- _Work to be completed_: Rescale the entries from the line containing "Task: for the roadway count, mark the driver" through the end of the entries, inclusive, and give only those lines again, requests included. Multiply each coordinate in the answer points by 1.65 and round to whole numbers, halves up, leaving the sample points in the requests unchanged.

- _Records for the exercise_:
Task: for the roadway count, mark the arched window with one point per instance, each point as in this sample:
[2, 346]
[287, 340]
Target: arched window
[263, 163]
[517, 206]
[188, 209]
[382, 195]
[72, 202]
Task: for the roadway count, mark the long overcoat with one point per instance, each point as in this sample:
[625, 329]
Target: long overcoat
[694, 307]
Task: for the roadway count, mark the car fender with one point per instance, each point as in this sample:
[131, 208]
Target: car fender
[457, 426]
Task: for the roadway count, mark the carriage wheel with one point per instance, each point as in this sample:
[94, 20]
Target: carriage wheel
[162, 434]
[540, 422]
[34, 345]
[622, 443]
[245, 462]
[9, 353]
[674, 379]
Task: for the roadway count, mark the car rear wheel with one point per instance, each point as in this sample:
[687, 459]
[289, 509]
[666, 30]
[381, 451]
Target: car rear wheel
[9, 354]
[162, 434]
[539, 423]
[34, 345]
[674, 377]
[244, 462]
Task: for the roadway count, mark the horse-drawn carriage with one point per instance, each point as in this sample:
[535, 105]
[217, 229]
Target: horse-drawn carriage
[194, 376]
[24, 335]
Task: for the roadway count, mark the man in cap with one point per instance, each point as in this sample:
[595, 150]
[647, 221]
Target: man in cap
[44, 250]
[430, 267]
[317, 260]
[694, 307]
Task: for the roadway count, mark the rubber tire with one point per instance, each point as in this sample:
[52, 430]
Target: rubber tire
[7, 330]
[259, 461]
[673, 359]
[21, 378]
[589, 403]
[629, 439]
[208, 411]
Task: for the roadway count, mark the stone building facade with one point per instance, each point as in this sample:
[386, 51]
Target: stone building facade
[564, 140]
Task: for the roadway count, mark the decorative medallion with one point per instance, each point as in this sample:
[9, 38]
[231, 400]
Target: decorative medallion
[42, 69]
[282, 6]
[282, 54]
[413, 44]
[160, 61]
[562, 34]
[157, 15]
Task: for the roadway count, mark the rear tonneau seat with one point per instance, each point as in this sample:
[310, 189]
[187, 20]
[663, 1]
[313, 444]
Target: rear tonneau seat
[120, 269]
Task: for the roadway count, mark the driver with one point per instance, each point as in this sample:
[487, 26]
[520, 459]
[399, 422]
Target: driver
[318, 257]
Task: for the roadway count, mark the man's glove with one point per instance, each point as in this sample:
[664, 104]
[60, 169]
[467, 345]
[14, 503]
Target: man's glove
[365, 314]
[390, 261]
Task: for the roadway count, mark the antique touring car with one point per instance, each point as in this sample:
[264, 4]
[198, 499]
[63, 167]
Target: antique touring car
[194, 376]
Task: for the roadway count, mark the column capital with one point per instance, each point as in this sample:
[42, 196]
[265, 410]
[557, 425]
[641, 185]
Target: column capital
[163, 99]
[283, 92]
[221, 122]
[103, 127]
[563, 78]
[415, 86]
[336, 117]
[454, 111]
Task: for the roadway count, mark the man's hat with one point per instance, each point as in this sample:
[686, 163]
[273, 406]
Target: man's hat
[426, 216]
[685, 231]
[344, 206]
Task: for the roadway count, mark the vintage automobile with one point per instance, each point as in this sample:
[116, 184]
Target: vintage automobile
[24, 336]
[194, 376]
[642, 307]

- _The reply_:
Task: for the roadway count, mark the driver with one point per instance, each point as in this sample:
[487, 26]
[520, 459]
[399, 422]
Target: driver
[525, 424]
Task: for the roadway count, mark the man's glove with one point per instance, each point as in this sample:
[664, 104]
[60, 169]
[467, 345]
[14, 503]
Target: man's glove
[602, 518]
[644, 431]
Task: for the roadway count, mark the antique touring car with one point per instance, each point as in this sample:
[264, 4]
[198, 499]
[63, 167]
Target: antique touring car
[320, 620]
Task: for the roadway count, mark the column capital with one point per instance, each point as in this sample:
[42, 196]
[265, 410]
[557, 425]
[641, 185]
Target: column capital
[269, 163]
[467, 152]
[365, 201]
[170, 210]
[929, 129]
[685, 142]
[554, 193]
[749, 183]
Task: for the roadway count, mark the man's hat with one point per instance, each point as in this sample:
[686, 163]
[273, 406]
Target: man's hat
[703, 356]
[1130, 381]
[568, 340]
Task: for the roadway count, mark the vintage automobile with one point per instance, each point as in this sample:
[116, 184]
Target: vintage automobile
[40, 554]
[320, 620]
[1059, 507]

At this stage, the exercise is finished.